Task material:
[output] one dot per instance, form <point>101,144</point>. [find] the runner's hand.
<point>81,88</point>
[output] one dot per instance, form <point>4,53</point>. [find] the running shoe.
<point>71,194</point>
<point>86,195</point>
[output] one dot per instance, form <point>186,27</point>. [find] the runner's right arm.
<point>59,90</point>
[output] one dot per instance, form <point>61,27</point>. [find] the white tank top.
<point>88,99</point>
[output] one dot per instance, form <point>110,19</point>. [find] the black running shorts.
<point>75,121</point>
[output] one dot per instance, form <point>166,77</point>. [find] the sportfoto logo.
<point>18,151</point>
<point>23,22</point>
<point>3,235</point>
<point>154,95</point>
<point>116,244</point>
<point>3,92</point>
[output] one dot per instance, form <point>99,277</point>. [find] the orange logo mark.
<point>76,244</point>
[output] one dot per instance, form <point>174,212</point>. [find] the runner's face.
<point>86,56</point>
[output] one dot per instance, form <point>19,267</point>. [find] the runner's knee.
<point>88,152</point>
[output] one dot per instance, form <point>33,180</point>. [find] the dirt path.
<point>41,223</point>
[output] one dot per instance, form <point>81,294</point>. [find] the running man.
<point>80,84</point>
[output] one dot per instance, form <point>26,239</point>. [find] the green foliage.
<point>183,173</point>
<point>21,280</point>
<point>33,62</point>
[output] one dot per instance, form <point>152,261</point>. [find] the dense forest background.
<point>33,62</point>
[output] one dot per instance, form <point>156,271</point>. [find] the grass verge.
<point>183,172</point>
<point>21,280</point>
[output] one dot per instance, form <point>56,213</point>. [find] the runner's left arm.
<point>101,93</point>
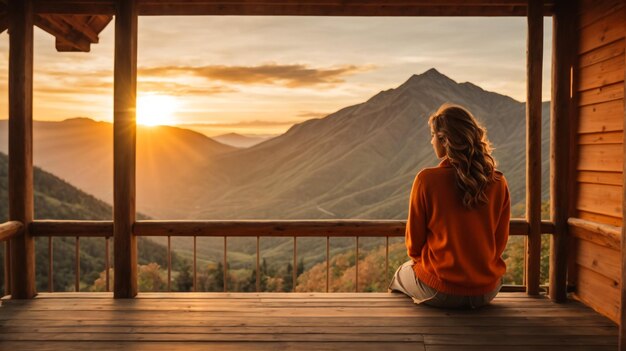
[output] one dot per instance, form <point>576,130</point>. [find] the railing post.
<point>622,317</point>
<point>20,15</point>
<point>560,129</point>
<point>533,144</point>
<point>124,142</point>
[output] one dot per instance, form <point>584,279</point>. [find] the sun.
<point>155,110</point>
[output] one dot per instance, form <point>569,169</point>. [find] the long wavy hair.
<point>468,150</point>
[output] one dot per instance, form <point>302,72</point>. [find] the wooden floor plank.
<point>213,346</point>
<point>270,321</point>
<point>299,321</point>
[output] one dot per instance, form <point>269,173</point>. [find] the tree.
<point>184,279</point>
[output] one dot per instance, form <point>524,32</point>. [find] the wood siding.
<point>599,96</point>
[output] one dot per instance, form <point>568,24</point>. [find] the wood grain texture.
<point>599,292</point>
<point>21,201</point>
<point>561,128</point>
<point>595,217</point>
<point>599,233</point>
<point>299,321</point>
<point>609,28</point>
<point>124,144</point>
<point>602,73</point>
<point>600,198</point>
<point>534,65</point>
<point>615,49</point>
<point>600,259</point>
<point>298,8</point>
<point>10,229</point>
<point>602,94</point>
<point>606,158</point>
<point>622,312</point>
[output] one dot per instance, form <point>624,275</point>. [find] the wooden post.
<point>534,57</point>
<point>560,130</point>
<point>622,318</point>
<point>21,145</point>
<point>124,141</point>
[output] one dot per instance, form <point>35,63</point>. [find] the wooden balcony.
<point>295,321</point>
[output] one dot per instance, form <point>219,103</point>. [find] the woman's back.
<point>457,250</point>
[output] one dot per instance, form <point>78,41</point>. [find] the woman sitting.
<point>458,222</point>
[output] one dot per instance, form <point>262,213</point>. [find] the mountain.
<point>360,161</point>
<point>80,151</point>
<point>57,199</point>
<point>239,141</point>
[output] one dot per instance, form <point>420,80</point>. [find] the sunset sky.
<point>260,75</point>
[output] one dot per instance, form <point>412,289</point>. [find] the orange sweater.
<point>455,250</point>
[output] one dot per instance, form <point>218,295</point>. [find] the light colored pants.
<point>405,281</point>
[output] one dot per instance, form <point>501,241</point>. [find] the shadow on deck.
<point>298,321</point>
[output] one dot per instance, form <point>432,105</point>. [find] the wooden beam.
<point>297,8</point>
<point>622,317</point>
<point>314,228</point>
<point>72,228</point>
<point>10,229</point>
<point>4,22</point>
<point>21,145</point>
<point>321,228</point>
<point>560,130</point>
<point>124,143</point>
<point>81,24</point>
<point>67,38</point>
<point>533,144</point>
<point>599,233</point>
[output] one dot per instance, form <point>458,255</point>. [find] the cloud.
<point>177,89</point>
<point>241,124</point>
<point>291,75</point>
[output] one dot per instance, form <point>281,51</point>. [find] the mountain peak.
<point>78,120</point>
<point>431,75</point>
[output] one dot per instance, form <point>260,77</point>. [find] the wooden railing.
<point>209,228</point>
<point>8,230</point>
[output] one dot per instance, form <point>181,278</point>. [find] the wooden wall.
<point>599,97</point>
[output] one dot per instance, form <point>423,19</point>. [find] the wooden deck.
<point>298,321</point>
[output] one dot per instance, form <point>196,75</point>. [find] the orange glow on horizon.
<point>155,110</point>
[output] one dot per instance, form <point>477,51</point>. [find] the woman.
<point>458,222</point>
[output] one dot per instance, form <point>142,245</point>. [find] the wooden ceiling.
<point>76,23</point>
<point>72,32</point>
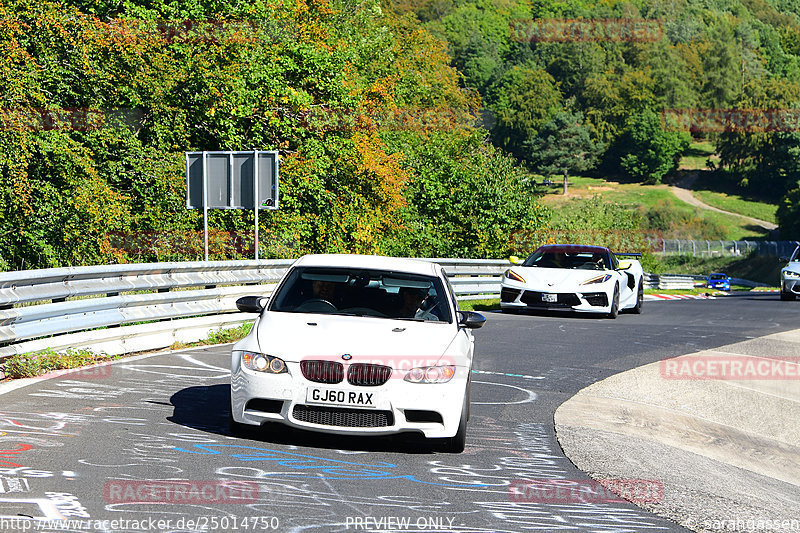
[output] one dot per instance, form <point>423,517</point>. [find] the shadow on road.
<point>207,408</point>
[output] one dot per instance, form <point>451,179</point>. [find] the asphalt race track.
<point>79,446</point>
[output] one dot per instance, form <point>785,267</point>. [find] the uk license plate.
<point>340,398</point>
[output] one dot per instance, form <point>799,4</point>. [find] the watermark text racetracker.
<point>578,491</point>
<point>180,491</point>
<point>730,367</point>
<point>150,523</point>
<point>585,30</point>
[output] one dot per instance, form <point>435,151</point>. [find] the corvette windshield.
<point>560,258</point>
<point>363,292</point>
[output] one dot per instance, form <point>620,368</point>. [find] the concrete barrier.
<point>725,450</point>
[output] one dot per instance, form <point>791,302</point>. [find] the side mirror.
<point>250,304</point>
<point>470,319</point>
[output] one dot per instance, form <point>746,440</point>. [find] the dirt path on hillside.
<point>683,191</point>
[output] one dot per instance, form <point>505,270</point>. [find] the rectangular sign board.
<point>230,179</point>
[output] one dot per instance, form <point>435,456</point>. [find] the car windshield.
<point>564,258</point>
<point>363,292</point>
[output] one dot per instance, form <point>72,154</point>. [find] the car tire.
<point>457,443</point>
<point>637,309</point>
<point>614,304</point>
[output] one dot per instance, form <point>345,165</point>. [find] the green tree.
<point>650,152</point>
<point>563,146</point>
<point>523,100</point>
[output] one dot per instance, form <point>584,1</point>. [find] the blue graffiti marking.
<point>308,466</point>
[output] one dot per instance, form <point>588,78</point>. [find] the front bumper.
<point>594,300</point>
<point>400,406</point>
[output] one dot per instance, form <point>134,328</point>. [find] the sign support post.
<point>221,180</point>
<point>255,200</point>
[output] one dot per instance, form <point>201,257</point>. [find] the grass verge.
<point>29,365</point>
<point>491,304</point>
<point>756,268</point>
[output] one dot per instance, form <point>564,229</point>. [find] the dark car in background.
<point>720,281</point>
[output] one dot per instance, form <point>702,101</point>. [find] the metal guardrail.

What you will do:
Give the listing again in full, exactly as it is, but without its images.

Response below:
[output] one dot per instance, form <point>101,144</point>. [find] the runner's hand.
<point>81,88</point>
[output] one dot per instance, form <point>4,53</point>. [find] the running shoe.
<point>71,194</point>
<point>86,195</point>
[output] one dot per instance, form <point>186,27</point>. [find] the runner's right arm.
<point>59,90</point>
[output] one dot per instance, form <point>61,27</point>. [find] the white tank top.
<point>88,99</point>
[output] one dot per instance, form <point>110,19</point>. [find] the black running shorts.
<point>75,121</point>
[output] one dot per instance, form <point>166,77</point>. [find] the sportfoto logo.
<point>18,151</point>
<point>23,22</point>
<point>3,235</point>
<point>154,95</point>
<point>116,244</point>
<point>3,92</point>
[output] one dot per instance, form <point>99,277</point>. [find] the orange logo mark.
<point>76,244</point>
[output] one dot per instance, form <point>174,212</point>. [find] the runner's face.
<point>86,56</point>
[output] one dot per instance, form <point>19,267</point>. [find] the runner's knee.
<point>88,152</point>
[output] one dot per instance, form <point>33,180</point>. [find] the dirt path.
<point>41,223</point>
[output] one dot per instance, form <point>81,294</point>. [find] the running man.
<point>80,84</point>
[output] one dot per instance, form <point>26,239</point>. [find] the green foliage.
<point>183,173</point>
<point>21,280</point>
<point>33,62</point>
[output] one dot per instance, form <point>152,261</point>. [find] the dense forest background.
<point>33,62</point>
[output] one dot per instance, form <point>156,271</point>. [find] the grass verge.
<point>183,172</point>
<point>21,280</point>
[output] one dot per instance, form <point>56,213</point>. [find] the runner's left arm.
<point>101,93</point>
[output] one dot per instance, form <point>576,130</point>. [find] the railing post.
<point>622,317</point>
<point>20,15</point>
<point>560,129</point>
<point>533,144</point>
<point>124,142</point>
[output] one dot per instance, form <point>584,279</point>. [find] the sun.
<point>155,110</point>
[output] one dot per instance, form <point>569,169</point>. [find] the long wavy hair.
<point>468,150</point>
[output] one dot per instance, form <point>302,72</point>. [find] the wooden floor plank.
<point>213,346</point>
<point>270,321</point>
<point>299,321</point>
[output] one dot per instance, form <point>269,173</point>. [find] the tree.
<point>184,279</point>
[output] one dot per instance, form <point>524,32</point>. [find] the wood siding.
<point>599,96</point>
[output] one dot per instance, form <point>568,24</point>. [find] the wood grain texture.
<point>599,292</point>
<point>21,201</point>
<point>561,128</point>
<point>595,217</point>
<point>599,233</point>
<point>299,321</point>
<point>609,28</point>
<point>124,144</point>
<point>602,73</point>
<point>600,198</point>
<point>534,65</point>
<point>615,49</point>
<point>600,259</point>
<point>298,8</point>
<point>10,229</point>
<point>602,94</point>
<point>606,158</point>
<point>622,312</point>
[output] one dot per instance, form <point>624,275</point>. [find] the wooden post.
<point>534,57</point>
<point>560,130</point>
<point>622,318</point>
<point>21,145</point>
<point>124,141</point>
[output] one dot per instance, form <point>35,63</point>. [find] the wooden balcony.
<point>295,321</point>
[output] one dot per instance, form <point>219,103</point>. [find] the woman's back.
<point>457,250</point>
[output] one dot per instance, form <point>78,41</point>. [find] the woman sitting.
<point>458,222</point>
[output] one dot per instance, form <point>262,213</point>. [find] the mountain.
<point>360,161</point>
<point>80,151</point>
<point>57,199</point>
<point>239,141</point>
[output] one dot per instance, form <point>420,80</point>. [find] the sunset sky.
<point>260,75</point>
[output] one dot per instance, form <point>412,289</point>. [find] the orange sweater.
<point>455,250</point>
[output] one dot per instance, form <point>218,295</point>. [find] the light colored pants.
<point>405,281</point>
[output] one dot per instance, form <point>501,241</point>. [find] the shadow on deck.
<point>298,321</point>
[output] one dot per instance, form <point>432,105</point>. [find] the wooden beam.
<point>297,8</point>
<point>622,317</point>
<point>314,228</point>
<point>72,228</point>
<point>10,229</point>
<point>4,22</point>
<point>21,145</point>
<point>321,228</point>
<point>560,130</point>
<point>124,143</point>
<point>81,24</point>
<point>67,38</point>
<point>533,144</point>
<point>599,233</point>
[output] one dot per instance, form <point>458,255</point>. [find] the cloud.
<point>177,89</point>
<point>241,124</point>
<point>291,75</point>
[output] one dot per instance, form <point>281,51</point>. [find] the mountain peak.
<point>78,120</point>
<point>431,75</point>
[output] one dot per instance, form <point>260,77</point>. [find] the wooden railing.
<point>209,228</point>
<point>8,230</point>
[output] one dot per instance, form <point>181,278</point>. [find] the wooden wall.
<point>599,97</point>
[output] one dot per instance, form <point>423,19</point>. [find] the wooden deck.
<point>298,321</point>
[output] one dot per instance, form <point>196,75</point>. [find] the orange glow on horizon.
<point>155,110</point>
[output] one dot per instance, form <point>477,51</point>. [find] the woman.
<point>458,222</point>
[output] one dot per instance, form <point>142,245</point>. [find] the wooden ceiling.
<point>76,23</point>
<point>72,32</point>
[output] one dot per instance, form <point>423,517</point>. [find] the shadow on road.
<point>207,408</point>
[output] one dot per instance, form <point>451,179</point>. [find] the asphalt race track.
<point>79,446</point>
[output] one dot per instance, form <point>785,267</point>. [find] the uk license plate.
<point>340,398</point>
[output] one dot per instance, form <point>799,4</point>. [find] the watermark text racetracker.
<point>578,491</point>
<point>180,491</point>
<point>730,367</point>
<point>150,523</point>
<point>585,30</point>
[output] one dot per instance, form <point>435,151</point>. [find] the corvette windshield.
<point>560,258</point>
<point>363,292</point>
[output] one dot per instance, form <point>620,368</point>. [find] the concrete barrier.
<point>725,450</point>
[output] one dot per instance, form <point>791,302</point>. [find] the side mirror.
<point>250,304</point>
<point>470,319</point>
[output] one dot per instance, form <point>746,440</point>. [find] the dirt path on hillside.
<point>683,191</point>
[output] one dot per instance, form <point>505,270</point>. [find] the rectangular sign board.
<point>230,179</point>
[output] one dot per instance, form <point>435,456</point>. [find] the car windshield.
<point>564,258</point>
<point>363,292</point>
[output] one dot per instance, form <point>72,154</point>. [find] the car tire.
<point>457,443</point>
<point>637,309</point>
<point>614,304</point>
[output] one dot per instance, form <point>345,165</point>. [find] the green tree.
<point>650,152</point>
<point>563,146</point>
<point>523,100</point>
[output] one dot per instance, form <point>584,1</point>. [find] the blue graffiti marking.
<point>308,466</point>
[output] one dot per instance, form <point>588,78</point>. [find] the front bumper.
<point>594,300</point>
<point>400,406</point>
[output] one dot per instance, form <point>134,328</point>. [find] the sign support post.
<point>221,180</point>
<point>255,200</point>
[output] one dot per instance, form <point>201,257</point>. [find] the grass verge.
<point>29,365</point>
<point>491,304</point>
<point>756,268</point>
[output] one dot per instance, form <point>564,229</point>. [find] the dark car in background.
<point>720,281</point>
[output] one dot per instance, form <point>702,101</point>. [find] the metal guardrail.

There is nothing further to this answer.